PASSAGE SHOWN ::

Six Characters in Search of an Author

Six Characters in Search of an Author Summary and Analysis of Act I

Act One

The stage is set as if for a regular rehearsal. The actors arrive and pretend to prepare to rehearse the second act of a Pirandello play called Mixing It Up. The manager starts going through the various scenes and telling his Property Man what to write down for each. When the Leading Man protests about part of his costume, the manager yells at him concerning the symbolism of the props and asks if he understands. The man replies that he has no idea what he is doing, and the manager likewise admits to ignorance.

The Door-keeper arrives and tells the manager that some people have come to see him, but by the time he finishes the six characters have already come onstage. The father informs the manager that he has an unfinished drama for him to perform and that it only needs an author to complete it. He then claims that he and the other five people are all characters rather than real people. The manager and the other actors burst out laughing.

The manager is on the verge of throwing them out as jokesters, but the father persists and argues that he and the others want to be brought to life by being played by the actors. He informs them that their author only wrote two acts of their play and then left it unfinished. The Step-Daughter comes forward and tells them that they will be amazed by the drama in which the little girl dies and she, the Step-Daughter, is the only character who manages to run off.

The characters finally start to describe their history. The father initially married a peasant woman and had a son with her. However, when he got bored with her, he convinced his wife to run away with his male secretary. She subsequently had three children with the other man, but the son she left behind has become hostile and antagonistic. The father, attracted to the family he has lost, used to watch the Step-Daughter on her way to school. At some point he lost track of the family. After the secretary dies, the mother and her children returned to the city and started working in Madame Pace's dress shop. While the mother was a mender of dresses, the daughter actually worked as a high-class prostitute for Madame Pace.

ASSIGNMENT ::
Translate this sentence from the Act I summary into Spanish: "The manager and the other actors burst out laughing."

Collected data
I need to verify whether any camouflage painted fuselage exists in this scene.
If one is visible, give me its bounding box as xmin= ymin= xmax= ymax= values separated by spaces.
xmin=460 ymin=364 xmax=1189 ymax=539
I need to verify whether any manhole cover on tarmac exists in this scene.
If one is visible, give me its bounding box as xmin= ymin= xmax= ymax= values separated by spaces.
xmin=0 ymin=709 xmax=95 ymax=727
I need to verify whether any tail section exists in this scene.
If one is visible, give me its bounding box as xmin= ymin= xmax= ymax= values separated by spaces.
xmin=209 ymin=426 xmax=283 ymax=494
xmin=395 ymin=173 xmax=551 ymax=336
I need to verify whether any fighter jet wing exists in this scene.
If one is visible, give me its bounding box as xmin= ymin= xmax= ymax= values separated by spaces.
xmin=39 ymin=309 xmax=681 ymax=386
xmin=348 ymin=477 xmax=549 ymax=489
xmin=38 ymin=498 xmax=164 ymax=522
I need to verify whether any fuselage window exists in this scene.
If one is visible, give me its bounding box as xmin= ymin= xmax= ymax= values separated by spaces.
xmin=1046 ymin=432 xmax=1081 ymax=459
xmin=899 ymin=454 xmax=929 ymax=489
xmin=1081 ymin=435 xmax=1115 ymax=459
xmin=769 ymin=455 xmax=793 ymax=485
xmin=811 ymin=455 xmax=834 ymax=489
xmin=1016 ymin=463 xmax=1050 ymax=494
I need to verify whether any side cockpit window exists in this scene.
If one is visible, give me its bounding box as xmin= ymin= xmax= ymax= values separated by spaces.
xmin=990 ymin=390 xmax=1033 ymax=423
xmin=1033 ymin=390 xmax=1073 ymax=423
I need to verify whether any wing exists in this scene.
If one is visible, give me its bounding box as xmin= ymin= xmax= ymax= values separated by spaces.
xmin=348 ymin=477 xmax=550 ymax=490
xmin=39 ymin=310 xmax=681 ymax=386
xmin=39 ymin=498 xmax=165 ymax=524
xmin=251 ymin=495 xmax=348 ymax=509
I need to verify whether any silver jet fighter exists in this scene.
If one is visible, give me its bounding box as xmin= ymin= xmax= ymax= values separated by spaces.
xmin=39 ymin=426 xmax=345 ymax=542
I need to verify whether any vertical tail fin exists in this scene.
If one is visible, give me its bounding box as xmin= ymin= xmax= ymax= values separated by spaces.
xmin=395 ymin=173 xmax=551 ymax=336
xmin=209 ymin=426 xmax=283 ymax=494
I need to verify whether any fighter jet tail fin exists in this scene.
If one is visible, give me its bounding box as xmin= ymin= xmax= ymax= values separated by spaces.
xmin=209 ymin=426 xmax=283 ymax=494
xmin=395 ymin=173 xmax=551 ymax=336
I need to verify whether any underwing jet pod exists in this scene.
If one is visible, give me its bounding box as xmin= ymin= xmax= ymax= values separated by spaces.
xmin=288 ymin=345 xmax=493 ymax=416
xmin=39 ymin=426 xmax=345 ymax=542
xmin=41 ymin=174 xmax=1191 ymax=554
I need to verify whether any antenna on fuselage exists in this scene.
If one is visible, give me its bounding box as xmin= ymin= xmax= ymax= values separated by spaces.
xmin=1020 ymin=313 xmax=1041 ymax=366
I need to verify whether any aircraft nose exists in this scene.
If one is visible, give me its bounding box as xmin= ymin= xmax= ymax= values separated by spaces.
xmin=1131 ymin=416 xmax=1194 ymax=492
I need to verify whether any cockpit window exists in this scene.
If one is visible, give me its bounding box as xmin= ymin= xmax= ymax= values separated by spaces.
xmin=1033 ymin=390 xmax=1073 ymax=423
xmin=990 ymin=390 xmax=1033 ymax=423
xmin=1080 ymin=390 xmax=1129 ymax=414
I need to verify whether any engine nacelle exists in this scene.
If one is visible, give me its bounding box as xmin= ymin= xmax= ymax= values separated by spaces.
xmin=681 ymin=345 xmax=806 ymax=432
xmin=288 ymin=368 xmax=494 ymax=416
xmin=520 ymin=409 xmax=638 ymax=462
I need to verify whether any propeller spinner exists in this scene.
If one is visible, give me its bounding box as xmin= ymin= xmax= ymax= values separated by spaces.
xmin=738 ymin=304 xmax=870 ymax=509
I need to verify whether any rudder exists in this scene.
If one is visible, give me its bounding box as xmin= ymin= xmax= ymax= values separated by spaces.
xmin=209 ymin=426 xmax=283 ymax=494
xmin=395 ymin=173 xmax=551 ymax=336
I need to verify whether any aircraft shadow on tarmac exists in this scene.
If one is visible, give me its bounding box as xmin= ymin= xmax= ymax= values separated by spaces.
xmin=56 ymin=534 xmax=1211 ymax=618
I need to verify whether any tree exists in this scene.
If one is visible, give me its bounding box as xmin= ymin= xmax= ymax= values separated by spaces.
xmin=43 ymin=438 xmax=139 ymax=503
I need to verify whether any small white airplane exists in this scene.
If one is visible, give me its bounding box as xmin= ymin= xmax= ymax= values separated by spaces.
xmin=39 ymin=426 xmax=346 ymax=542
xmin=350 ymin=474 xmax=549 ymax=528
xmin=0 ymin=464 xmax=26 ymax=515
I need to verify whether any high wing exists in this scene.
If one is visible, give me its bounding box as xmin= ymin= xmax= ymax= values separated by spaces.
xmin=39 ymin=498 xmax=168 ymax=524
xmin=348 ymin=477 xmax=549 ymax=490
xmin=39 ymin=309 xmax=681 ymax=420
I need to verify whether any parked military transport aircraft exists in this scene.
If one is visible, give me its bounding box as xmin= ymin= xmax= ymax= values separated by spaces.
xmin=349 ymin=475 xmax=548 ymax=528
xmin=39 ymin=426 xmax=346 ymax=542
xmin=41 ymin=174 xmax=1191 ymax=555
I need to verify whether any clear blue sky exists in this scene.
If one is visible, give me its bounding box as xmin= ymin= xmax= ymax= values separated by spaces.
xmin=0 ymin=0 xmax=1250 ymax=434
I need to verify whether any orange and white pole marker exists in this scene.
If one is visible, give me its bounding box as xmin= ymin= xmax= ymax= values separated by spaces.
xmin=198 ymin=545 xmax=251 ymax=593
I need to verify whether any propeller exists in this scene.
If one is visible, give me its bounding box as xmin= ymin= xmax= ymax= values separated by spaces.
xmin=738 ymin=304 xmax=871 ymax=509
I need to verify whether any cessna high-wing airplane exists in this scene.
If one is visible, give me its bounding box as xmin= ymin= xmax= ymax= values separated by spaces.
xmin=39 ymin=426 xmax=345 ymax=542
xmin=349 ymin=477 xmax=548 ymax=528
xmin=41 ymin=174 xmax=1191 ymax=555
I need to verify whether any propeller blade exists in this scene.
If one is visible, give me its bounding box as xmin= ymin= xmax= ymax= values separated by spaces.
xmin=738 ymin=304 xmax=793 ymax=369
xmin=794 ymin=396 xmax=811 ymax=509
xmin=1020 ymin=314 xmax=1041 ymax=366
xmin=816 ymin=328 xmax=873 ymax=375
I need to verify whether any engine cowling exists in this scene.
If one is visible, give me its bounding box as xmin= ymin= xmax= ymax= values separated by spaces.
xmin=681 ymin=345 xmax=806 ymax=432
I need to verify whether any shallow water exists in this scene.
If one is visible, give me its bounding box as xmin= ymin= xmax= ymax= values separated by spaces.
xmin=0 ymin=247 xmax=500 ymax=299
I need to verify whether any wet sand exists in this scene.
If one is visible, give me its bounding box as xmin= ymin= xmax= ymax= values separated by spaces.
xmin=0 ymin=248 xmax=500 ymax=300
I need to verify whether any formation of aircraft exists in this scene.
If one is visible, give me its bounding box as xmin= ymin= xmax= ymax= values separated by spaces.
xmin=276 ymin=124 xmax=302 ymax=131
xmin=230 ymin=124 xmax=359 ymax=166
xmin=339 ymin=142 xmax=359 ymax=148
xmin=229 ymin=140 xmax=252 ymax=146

TASK OUTPUT ::
El director y los demás actores se echan a reír.